== Task instructions ==
Return every line in the entries below that contains the word "grass", copying each line in full.

◇ ◇ ◇ ◇

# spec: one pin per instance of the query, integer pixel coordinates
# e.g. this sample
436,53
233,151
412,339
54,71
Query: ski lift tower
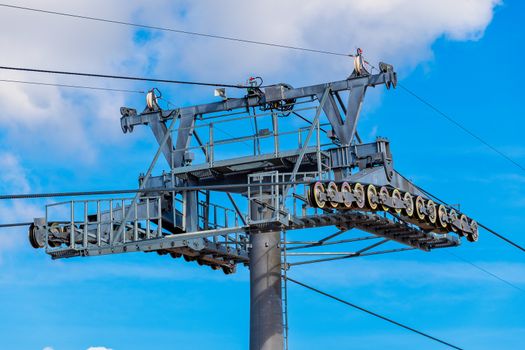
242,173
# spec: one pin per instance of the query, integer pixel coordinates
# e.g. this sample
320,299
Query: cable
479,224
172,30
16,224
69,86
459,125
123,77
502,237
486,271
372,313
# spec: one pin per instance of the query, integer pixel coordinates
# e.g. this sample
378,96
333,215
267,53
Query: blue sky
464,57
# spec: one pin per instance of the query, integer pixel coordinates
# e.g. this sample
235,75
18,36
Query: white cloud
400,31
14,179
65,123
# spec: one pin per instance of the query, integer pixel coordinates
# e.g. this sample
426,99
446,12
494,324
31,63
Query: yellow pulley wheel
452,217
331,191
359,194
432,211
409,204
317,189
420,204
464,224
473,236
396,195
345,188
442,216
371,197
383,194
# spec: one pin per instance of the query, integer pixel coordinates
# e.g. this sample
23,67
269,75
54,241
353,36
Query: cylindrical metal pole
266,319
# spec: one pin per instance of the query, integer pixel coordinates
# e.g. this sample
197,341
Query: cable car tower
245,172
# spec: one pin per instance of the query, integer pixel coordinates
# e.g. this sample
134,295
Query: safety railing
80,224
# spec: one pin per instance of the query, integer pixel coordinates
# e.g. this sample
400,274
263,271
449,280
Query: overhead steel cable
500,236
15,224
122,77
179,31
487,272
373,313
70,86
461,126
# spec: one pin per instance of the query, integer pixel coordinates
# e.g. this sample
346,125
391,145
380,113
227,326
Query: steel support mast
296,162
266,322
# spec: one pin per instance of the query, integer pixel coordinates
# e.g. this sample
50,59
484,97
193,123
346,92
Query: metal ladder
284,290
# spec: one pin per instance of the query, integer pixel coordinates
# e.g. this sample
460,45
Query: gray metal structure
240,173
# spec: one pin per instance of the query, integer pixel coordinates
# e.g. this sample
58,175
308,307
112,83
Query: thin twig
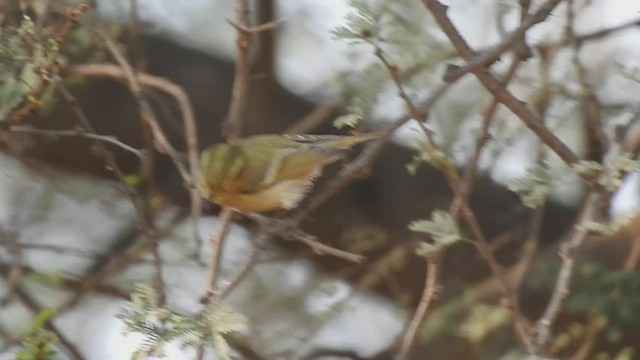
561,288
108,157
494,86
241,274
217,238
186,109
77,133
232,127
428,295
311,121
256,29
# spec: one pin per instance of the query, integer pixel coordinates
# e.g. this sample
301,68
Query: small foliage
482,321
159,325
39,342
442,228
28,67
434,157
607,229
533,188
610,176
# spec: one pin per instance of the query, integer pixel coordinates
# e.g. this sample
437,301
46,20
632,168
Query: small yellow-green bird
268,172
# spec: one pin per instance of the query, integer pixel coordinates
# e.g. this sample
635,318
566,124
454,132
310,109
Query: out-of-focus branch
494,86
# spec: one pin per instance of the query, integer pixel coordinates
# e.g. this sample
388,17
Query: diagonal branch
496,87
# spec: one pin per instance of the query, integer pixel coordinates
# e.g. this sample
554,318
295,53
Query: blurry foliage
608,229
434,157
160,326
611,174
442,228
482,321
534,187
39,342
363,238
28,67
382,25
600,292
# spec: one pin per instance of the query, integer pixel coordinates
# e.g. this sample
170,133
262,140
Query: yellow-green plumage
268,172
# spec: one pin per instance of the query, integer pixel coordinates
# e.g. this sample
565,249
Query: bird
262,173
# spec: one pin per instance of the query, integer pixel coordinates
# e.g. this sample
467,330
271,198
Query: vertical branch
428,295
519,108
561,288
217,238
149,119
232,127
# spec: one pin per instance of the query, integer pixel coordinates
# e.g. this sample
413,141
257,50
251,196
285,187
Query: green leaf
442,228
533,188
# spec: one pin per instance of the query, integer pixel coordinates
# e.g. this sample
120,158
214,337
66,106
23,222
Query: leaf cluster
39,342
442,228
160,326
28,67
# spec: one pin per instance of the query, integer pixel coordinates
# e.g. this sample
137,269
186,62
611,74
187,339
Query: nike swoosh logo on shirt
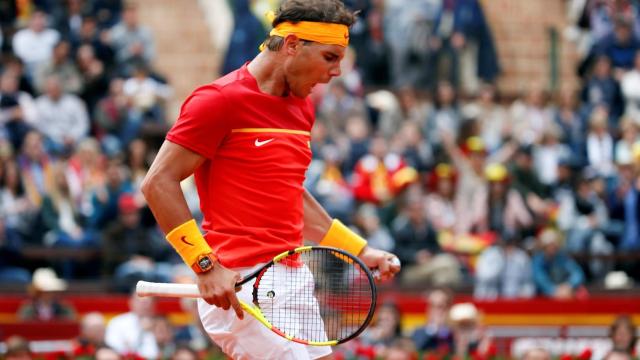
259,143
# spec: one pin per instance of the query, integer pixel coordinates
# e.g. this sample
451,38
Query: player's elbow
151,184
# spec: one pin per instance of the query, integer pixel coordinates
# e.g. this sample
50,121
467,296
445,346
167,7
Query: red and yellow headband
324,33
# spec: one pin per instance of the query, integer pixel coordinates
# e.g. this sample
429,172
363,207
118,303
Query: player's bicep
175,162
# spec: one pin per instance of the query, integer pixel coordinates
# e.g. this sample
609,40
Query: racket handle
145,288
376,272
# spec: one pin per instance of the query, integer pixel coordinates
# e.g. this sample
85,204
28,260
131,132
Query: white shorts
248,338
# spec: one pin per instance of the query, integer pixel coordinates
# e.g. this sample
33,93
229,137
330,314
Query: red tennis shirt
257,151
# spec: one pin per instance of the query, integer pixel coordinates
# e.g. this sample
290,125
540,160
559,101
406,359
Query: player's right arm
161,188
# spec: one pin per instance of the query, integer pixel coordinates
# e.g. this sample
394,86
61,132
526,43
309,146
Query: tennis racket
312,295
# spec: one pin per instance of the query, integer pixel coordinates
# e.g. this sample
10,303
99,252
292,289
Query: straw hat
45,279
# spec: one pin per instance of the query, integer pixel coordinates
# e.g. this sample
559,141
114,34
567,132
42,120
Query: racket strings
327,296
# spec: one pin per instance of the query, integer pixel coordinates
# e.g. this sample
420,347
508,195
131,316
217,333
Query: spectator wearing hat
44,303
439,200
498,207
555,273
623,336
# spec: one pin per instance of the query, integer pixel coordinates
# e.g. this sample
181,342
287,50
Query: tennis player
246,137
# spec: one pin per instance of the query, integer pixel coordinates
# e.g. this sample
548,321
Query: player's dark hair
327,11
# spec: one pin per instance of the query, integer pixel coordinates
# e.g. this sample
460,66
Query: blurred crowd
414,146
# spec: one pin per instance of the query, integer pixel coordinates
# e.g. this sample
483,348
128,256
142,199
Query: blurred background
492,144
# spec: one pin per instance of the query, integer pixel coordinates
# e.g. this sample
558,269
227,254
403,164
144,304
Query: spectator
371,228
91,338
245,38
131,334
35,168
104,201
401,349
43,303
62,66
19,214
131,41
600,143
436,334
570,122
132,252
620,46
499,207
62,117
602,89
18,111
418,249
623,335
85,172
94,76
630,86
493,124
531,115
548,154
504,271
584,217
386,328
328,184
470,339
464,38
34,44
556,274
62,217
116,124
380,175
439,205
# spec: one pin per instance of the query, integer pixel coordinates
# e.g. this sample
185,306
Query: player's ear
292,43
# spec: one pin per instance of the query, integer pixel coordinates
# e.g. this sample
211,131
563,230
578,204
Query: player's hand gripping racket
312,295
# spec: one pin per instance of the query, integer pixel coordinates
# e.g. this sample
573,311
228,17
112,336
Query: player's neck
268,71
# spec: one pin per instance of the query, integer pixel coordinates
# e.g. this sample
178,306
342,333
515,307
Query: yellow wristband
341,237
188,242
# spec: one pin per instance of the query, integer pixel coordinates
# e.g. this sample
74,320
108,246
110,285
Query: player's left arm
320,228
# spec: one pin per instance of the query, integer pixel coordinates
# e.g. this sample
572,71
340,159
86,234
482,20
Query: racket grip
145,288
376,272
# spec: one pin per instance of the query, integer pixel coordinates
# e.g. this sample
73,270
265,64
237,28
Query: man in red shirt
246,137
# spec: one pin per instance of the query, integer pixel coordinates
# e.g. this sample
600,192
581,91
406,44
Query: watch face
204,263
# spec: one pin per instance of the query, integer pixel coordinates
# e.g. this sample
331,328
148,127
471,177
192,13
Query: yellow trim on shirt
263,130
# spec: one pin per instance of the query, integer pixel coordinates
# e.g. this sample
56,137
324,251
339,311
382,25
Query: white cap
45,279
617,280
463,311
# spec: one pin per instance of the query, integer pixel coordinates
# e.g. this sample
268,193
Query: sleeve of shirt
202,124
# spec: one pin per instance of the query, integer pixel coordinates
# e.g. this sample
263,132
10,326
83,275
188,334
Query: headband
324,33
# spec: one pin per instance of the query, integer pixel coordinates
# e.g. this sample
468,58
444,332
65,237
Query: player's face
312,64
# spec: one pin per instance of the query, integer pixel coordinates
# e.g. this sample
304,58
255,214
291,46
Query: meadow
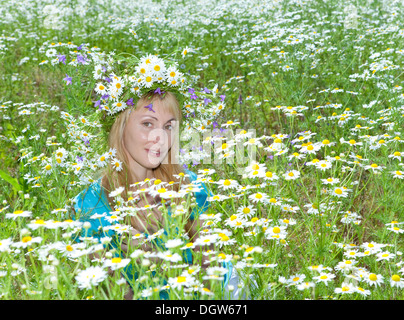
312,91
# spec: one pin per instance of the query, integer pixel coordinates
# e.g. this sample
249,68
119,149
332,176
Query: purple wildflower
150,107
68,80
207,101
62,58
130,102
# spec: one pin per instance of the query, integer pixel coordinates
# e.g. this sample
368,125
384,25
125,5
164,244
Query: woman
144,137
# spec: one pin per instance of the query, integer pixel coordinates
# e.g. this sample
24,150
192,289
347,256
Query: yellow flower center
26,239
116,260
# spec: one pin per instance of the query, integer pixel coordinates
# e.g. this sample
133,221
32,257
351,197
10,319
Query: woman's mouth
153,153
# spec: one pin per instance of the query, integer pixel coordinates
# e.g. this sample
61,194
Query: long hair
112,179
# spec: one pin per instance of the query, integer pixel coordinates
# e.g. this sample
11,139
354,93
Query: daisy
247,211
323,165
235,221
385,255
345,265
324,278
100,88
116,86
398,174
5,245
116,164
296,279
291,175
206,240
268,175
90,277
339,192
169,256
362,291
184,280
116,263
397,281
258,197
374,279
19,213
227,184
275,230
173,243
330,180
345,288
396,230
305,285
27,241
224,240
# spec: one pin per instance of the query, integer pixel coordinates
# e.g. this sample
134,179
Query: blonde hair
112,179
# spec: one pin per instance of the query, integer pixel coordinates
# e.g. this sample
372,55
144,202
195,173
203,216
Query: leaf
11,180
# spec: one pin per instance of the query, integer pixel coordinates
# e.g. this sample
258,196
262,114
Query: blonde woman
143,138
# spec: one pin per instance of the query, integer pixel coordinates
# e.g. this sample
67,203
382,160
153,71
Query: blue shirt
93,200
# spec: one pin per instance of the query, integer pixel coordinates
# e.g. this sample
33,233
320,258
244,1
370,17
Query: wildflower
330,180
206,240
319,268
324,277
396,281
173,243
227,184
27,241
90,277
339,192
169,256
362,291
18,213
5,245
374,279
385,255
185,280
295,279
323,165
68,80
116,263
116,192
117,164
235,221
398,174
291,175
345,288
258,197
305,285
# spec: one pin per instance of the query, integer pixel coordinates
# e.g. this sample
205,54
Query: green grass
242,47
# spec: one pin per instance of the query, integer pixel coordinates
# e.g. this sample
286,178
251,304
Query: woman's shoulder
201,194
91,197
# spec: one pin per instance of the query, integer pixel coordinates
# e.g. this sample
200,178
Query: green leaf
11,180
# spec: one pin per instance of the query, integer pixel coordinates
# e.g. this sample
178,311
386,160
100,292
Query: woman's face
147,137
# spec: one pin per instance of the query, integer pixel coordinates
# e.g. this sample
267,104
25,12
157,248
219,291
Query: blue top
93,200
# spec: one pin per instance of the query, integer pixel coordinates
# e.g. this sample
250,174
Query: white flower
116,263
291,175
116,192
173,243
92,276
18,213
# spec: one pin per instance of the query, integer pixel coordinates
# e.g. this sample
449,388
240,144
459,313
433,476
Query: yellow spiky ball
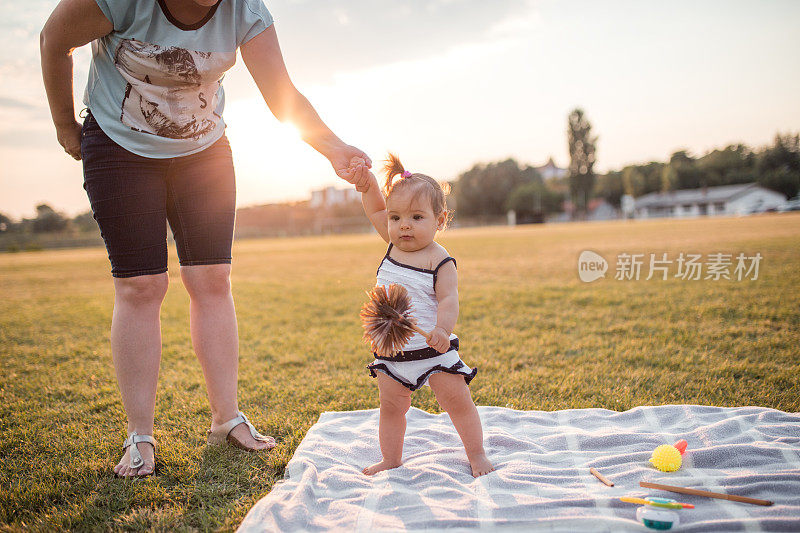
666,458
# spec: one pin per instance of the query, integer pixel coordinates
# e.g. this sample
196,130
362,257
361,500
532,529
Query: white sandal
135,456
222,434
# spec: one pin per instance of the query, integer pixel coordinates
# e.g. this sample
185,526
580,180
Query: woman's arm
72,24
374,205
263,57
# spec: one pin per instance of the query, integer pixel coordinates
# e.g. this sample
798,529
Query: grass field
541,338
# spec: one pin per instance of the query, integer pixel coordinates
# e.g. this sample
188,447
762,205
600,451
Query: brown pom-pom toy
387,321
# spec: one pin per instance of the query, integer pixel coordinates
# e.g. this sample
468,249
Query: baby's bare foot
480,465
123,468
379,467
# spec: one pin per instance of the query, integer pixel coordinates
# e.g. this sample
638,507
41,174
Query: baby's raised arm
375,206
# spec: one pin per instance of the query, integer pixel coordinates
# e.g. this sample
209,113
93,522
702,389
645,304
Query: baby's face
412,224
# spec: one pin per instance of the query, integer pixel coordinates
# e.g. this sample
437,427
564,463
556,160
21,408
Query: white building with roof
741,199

◇ ◇ ◇ ◇

== Finished answer ==
Query: green grass
Query: grass field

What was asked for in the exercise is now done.